- Aufgabe A -
Wie viele Drohnen erhoben sich laut dem Artikel über das Hermannstädter Theaterfestival bei der Eröffnungsshow vom Boden?
- Aufgabe B -
Schreiben Sie aus dem Artikel über das Hermannstädter Theaterfestival den Abschnitt ab, der bei „Mit der Hermannstädterin“ anfängt und bei „Geschmack etwas dabei.“ aufhört.
- Aufgabe C -
Führen Sie den Artikel über das Hermannstädter Theaterfestival im Anschluss an seinen letzten Satz weiter.

- Textauszug -

********

Ausgabe Nr. 2776
Streiflichter von dem 29. Internationalen Hermannstädter Theaterfestival

Mit der Hermannstädterin Ioana Mărcoiu (mit roter Perücke) in der Hauptrolle war das Odeon-Theater mit „Cabaret” beim Festival dabei. Foto: Sebastian MARCOVICI
Wenn riesige Monster und Fabelgestalten über den Großen Ring ziehen, Fanfaren in der Heltauergasse spielen, Zirkusakrobaten auf dem Habermannmarkt herumturnen und Drohnen den Himmel über Hermannstadt aufleuchten lassen, dann hat das Internationale Theaterfestival (FITS) begonnen. Die 29. Auflage, die am Freitagabend, dem 24. Juni begonnen hat und noch bis Sonntag, dem 3. Juli in Hermannstadt von den Mitarbeitern des Radu-Stanca Nationaltheaters organisiert wird, findet unter dem Motto „Schönheit“ statt. Mehr als 3.500 Teilnehmer aus 75 Ländern erfreuen das teilweise extra für das Festival angereiste Publikum in über 800 Events. Es ist, wie jedes Jahr, für jeden Geschmack etwas dabei.
Tausende von Menschen versammelten sich am Freitag in der Nacht rings um den Theatermarkt, die meisten standen auf dem Parkplatz der 90-er Kaserne. Alle wollten die Show mit den Drohnen sehen. Constantin Chiriac, der Intendant des Radu-Stanca Theaters und Festivalleiter, versprach ab diesem Jahr kein Feuerwerk mehr zur Eröffnung des FITS zu zünden. Gründe dafür gab es genug: Erstens schade es der Umwelt, zweitens erschrecke der laute Krach die Vögel und Haustiere der ganzen Stadt. Die genauso grandiose Alternative lag auf der Hand: eine Drohnen- und Lasershow, organisiert von der rumänischen Firma EVSKY & KLS Lasers. Mit einer Verspätung von 20 Minuten – da ein Linienflug Verspätung hatte – ging es los. Zu den Klängen von George Enescus „Rumänischer Rhapsodie“ erhoben sich 200 Drohnen vom Boden und bildeten perfekte Bilder. Ein Raunen ging durch die Menge und alle zückten ihre Handys, um den Moment einzufangen. Eine Sonne, eine Blume, dann ein Schmetterling und natürlich das Logo des Theaterfestivals konnte man u. a. auf dem sternenklaren Nachthimmel bewundern. Es war ein Lichtkunstwerk aus Drohnen, das symbolisch mit einem Feuerwerk – aus Drohnen – endete. Wer das absolut sehenswerte Spektakel verpasst hat, kann es übrigens am Sonntag, dem 3. Juli, um 23.15 Uhr, zur Musik von Ludwig van Beethovens „Ode an die Freude“, nachholen.

********

- Datensatzeinträge -
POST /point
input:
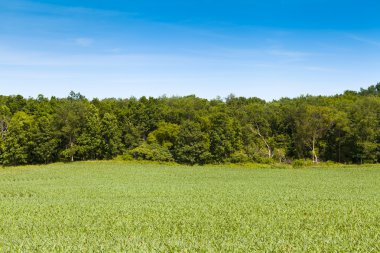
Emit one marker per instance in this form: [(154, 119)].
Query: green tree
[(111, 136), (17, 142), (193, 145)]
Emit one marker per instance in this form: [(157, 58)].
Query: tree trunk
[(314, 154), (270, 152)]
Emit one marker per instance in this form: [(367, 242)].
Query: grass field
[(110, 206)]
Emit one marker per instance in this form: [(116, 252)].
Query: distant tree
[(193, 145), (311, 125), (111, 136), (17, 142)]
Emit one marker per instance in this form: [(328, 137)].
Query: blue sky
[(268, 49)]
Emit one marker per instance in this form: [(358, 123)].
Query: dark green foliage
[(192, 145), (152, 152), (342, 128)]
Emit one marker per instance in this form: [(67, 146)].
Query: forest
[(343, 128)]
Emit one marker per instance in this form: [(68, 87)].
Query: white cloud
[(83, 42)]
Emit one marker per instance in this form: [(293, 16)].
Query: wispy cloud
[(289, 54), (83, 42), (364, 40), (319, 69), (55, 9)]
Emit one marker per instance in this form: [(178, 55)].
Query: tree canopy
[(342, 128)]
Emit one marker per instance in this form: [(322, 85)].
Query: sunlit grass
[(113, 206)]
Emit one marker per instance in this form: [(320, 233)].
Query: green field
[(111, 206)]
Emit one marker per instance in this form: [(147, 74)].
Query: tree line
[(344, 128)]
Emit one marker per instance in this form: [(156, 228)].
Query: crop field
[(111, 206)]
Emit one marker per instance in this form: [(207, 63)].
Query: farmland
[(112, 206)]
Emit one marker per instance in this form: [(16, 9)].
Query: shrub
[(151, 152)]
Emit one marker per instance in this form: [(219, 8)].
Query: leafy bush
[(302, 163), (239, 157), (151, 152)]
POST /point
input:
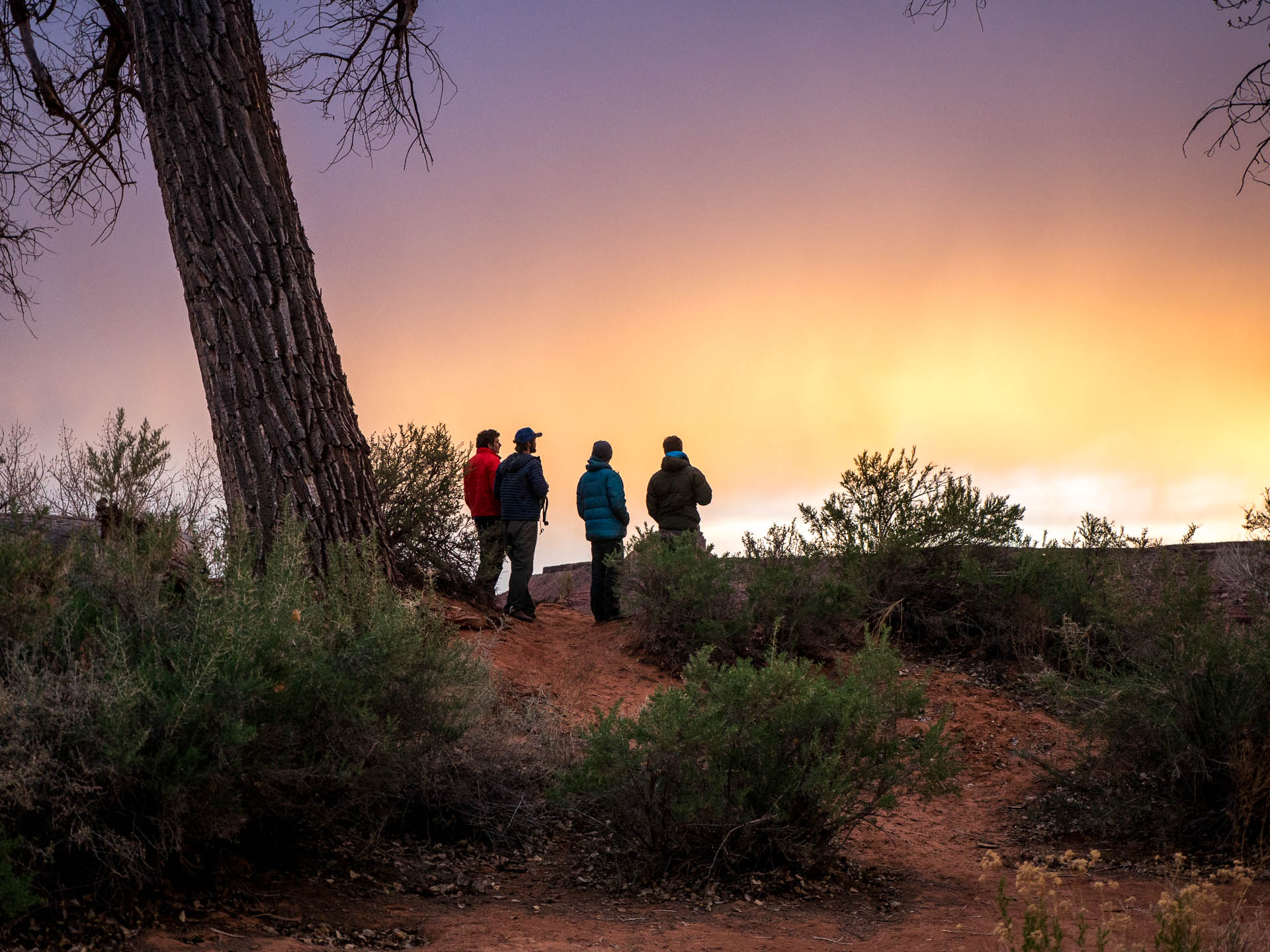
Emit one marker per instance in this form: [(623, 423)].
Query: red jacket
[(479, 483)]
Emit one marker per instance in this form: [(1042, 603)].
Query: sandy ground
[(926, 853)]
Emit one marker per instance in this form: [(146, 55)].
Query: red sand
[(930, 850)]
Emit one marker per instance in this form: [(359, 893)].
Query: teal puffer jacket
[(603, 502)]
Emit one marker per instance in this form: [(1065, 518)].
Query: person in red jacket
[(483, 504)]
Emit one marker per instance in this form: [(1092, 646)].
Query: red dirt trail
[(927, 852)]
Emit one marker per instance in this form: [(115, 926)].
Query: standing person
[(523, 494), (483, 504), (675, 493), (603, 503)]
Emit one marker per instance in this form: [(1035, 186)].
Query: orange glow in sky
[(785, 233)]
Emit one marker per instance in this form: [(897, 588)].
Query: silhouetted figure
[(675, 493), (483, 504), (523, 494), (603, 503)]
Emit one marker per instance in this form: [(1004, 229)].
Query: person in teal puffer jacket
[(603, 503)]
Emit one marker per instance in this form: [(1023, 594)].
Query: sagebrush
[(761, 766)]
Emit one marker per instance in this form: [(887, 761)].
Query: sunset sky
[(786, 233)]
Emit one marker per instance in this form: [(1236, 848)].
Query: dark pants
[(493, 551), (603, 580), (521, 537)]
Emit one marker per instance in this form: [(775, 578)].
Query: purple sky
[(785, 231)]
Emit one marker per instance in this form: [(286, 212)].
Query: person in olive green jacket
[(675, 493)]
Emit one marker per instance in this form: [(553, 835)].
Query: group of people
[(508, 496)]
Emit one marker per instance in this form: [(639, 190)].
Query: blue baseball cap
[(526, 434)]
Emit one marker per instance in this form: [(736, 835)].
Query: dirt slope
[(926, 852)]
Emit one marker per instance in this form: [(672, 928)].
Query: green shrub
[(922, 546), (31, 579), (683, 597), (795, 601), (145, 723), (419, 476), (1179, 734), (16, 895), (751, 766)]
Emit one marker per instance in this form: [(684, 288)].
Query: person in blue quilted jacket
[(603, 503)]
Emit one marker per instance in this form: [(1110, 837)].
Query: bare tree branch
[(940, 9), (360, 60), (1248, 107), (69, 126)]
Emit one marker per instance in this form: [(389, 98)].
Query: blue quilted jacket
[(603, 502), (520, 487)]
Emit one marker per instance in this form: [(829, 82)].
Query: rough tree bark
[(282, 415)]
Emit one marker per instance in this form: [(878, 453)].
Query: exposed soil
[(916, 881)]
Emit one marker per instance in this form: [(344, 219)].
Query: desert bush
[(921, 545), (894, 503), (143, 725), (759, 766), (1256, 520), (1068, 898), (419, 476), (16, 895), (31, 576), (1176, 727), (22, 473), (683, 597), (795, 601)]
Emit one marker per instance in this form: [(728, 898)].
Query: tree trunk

********

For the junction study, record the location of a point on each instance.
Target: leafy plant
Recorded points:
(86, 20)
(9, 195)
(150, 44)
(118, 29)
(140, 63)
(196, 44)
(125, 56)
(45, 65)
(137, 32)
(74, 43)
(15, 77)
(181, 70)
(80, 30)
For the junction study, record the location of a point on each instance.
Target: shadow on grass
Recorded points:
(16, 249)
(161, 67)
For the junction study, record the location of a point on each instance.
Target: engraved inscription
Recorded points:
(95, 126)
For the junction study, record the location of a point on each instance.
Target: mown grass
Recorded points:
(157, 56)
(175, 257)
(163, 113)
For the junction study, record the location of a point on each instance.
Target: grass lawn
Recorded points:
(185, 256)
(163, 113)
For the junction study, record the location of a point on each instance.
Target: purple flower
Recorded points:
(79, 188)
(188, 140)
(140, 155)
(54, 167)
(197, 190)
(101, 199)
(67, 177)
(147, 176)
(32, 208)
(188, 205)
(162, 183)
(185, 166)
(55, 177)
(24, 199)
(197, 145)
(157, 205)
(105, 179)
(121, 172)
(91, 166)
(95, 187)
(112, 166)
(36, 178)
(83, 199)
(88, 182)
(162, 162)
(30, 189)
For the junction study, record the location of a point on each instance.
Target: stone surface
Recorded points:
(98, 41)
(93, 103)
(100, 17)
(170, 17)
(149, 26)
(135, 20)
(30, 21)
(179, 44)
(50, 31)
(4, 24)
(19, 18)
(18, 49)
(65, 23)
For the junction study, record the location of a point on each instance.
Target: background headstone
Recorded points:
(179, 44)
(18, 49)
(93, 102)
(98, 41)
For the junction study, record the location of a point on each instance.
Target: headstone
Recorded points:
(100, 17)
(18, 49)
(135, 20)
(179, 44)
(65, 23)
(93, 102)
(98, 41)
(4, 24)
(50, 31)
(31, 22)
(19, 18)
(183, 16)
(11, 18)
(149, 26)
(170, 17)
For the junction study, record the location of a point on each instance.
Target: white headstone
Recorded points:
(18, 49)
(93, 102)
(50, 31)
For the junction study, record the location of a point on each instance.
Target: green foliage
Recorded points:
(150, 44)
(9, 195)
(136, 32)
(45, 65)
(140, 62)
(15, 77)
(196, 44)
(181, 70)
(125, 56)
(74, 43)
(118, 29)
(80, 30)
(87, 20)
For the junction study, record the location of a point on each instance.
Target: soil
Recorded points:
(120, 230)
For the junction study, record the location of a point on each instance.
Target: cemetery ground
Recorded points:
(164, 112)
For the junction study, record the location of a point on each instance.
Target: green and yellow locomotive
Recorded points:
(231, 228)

********

- Antwortfeld A -
200 Drohnen

- Antwortfeld B -
Mit der Hermannstädterin Ioana Mărcoiu (mit roter Perücke) in der Hauptrolle war das Odeon-Theater mit „Cabaret” beim Festival dabei. Foto: Sebastian MARCOVICI
Wenn riesige Monster und Fabelgestalten über den Großen Ring ziehen, Fanfaren in der Heltauergasse spielen, Zirkusakrobaten auf dem Habermannmarkt herumturnen und Drohnen den Himmel über Hermannstadt aufleuchten lassen, dann hat das Internationale Theaterfestival (FITS) begonnen. Die 29. Auflage, die am Freitagabend, dem 24. Juni begonnen hat und noch bis Sonntag, dem 3. Juli in Hermannstadt von den Mitarbeitern des Radu-Stanca Nationaltheaters organisiert wird, findet unter dem Motto „Schönheit“ statt. Mehr als 3.500 Teilnehmer aus 75 Ländern erfreuen das teilweise extra für das Festival angereiste Publikum in über 800 Events. Es ist, wie jedes Jahr, für jeden Geschmack etwas dabei.

- Antwortfeld C -
Im Innenhof des Rathauses am Großen Ring interviewte am Samstagmittag die TV-Journalistin und -Moderatorin Christel Ungar-Topescu (links) in französischer Sprache den Autoren Éric-Emmanuel Schmitt für TVR 1. Schmitt führte seine Erzählung ,,Monsieur Ibrahim und die Blumen des Koran“ am Freitag und am Samstag im Gong-Theater auf. Foto: Beatrice UNGAR
Der theatralische Höhepunkt des ersten Festivaltags war auf alle Fälle die Inszenierung des Stückes „Der König stirbt“ (von Eugène Ionesco) des Theaters in der Josefstadt Wien, unter der Regie des „Bühnenmagiers Claus Peymann“ – wie er von der Wiener Zeitung genannt wurde. Eine Traumbesetzung mit Bernhard Schier in der Hauptrolle, Lore Stefanek als Margarete, Maria Köstlinger als Maria, Johannes Krisch als Arzt, Johanna Mahaffy als Julchen und Marcus Bluhm als Wächter schaffte auch in Hermannstadt an zwei Abenden, am 24. und am 25. Juni eine hervorragende Vorstellung. Tragik vermischte sich mit Komik und der König war ein Zwischending zwischen verwöhntem Kleinkind und gnadenlosem Herrscher, der die Zuschauer in seinen Bann zog. Man konnte einfach nicht anders, als an seinen Lippen zu hängen. Grandios und unvergesslich!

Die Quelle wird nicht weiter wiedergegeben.